Goals:
(a) Translate this sentence from the House debate transcript below into Spanish: "I am quite surprised that the mining companies are not taking this component far more seriously."
(b) Retype every line of the dataset listing below without changing anything, but leave the pictures out.

House debates

Monday, 16 June 2014

Private Members' Business

Fly-in Fly-out Company Workforce Agreements

10:53 am

Photo of Alannah MactiernanAlannah Mactiernan (Perth, Australian Labor Party) Share this | Hansard source

In a rare exercise of bipartisanship I certainly support the sentiments of this motion. The circumstances that have been set out by the member really are quite alarming. I am from a Western Australian background. I cannot be totally opposed, obviously, to fly-in fly-out. There is no doubt that there is a real place for fly-in fly-out and indeed drive-in drive-out. Many Western Australians support a lifestyle that they greatly value through the use of fly-in fly-out. Indeed, as I am travelling up between the north and Perth, and indeed from Perth over here, I often sit next to people that are coming off their rosters and speak very positively. I am likewise aware that there is a large degree of social dislocation that can occur and that for every positive story there are probably some negative stories as well. As a Western Australian, I would be quite appalled to see 100 per cent fly-in fly-out developments in the minerals and resources sector. In my view, it is simply not acceptable when those mines are located near towns—towns that could benefit from the infusion of activity.

This is a very complex issue, and it is very much the responsibility of both state and federal government to drive the companies in the right direction and insist that measures be taken that can help local business operate and gain benefit from fly-in fly-out. It obviously depends on the size of the town and how much you have to work with, but just a basic thing would be ensuring that if, for example, there is a construction camp—obviously you do not want to locate people permanently when the workforce requirements are only going to be for the construction phase—there is an obligation on that camp to access supplies through local business and to set up positive community relations. I am quite surprised that the mining companies are not taking this component far more seriously. If they want to use fly-in fly-out, they have a real obligation to be working with local communities to work out ways in which they can provide greater opportunities for local people to participate in the economic benefit that comes from having a camp within the area.

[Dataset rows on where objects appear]

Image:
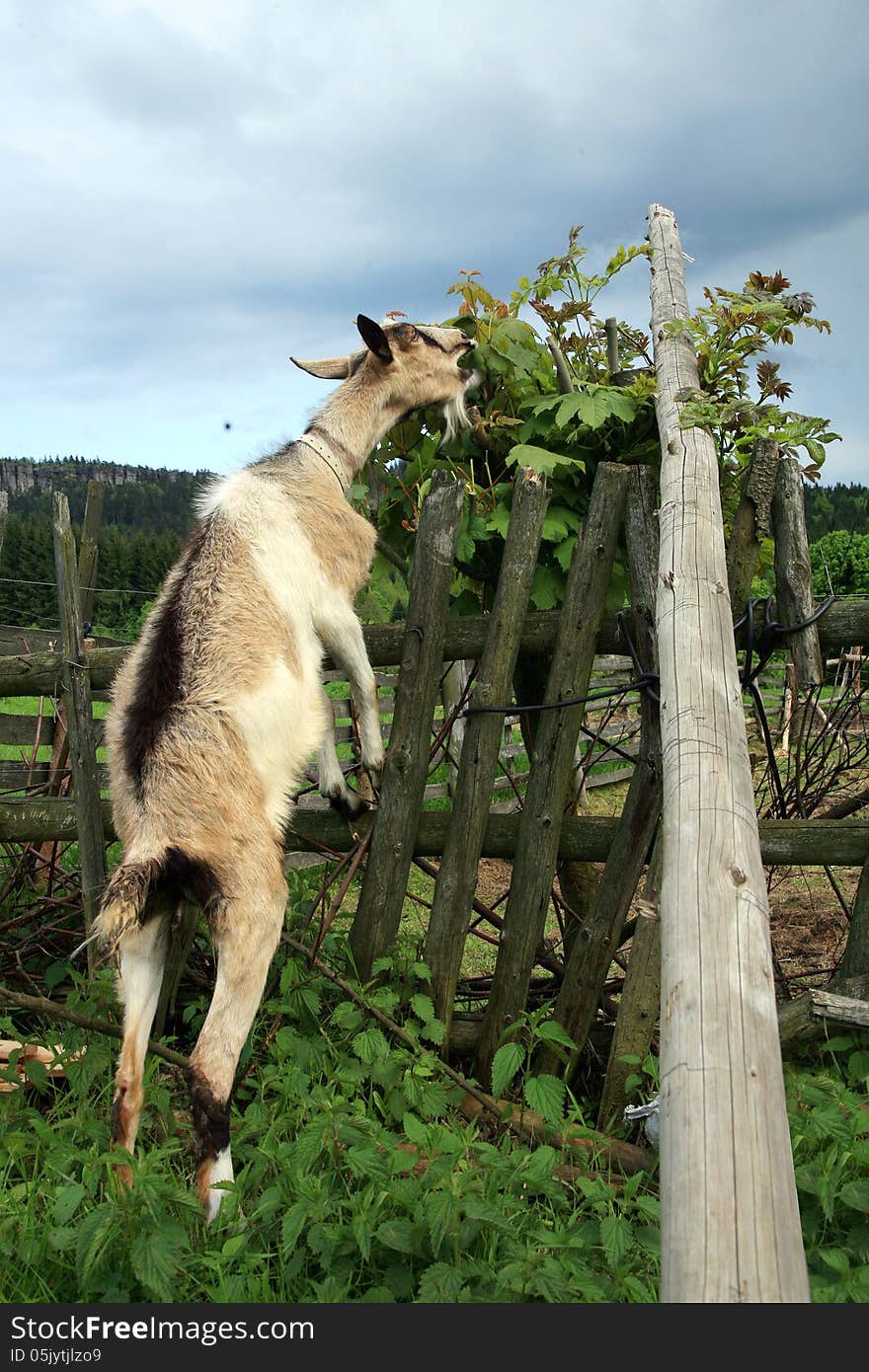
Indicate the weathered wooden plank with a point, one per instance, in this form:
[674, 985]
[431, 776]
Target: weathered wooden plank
[597, 938]
[731, 1227]
[810, 843]
[555, 744]
[855, 956]
[88, 548]
[407, 759]
[38, 674]
[637, 1014]
[794, 589]
[479, 755]
[80, 717]
[808, 1016]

Results:
(a) Me sorprende bastante que las empresas mineras no se estén tomando este componente mucho más en serio.

(b)
Image:
Indicate the weathered wooden plank with a point, one per instance, in this form:
[674, 985]
[431, 776]
Target: weathered wooden plank
[597, 938]
[731, 1227]
[810, 843]
[555, 744]
[855, 956]
[88, 548]
[407, 759]
[38, 674]
[637, 1014]
[794, 589]
[479, 755]
[80, 717]
[808, 1016]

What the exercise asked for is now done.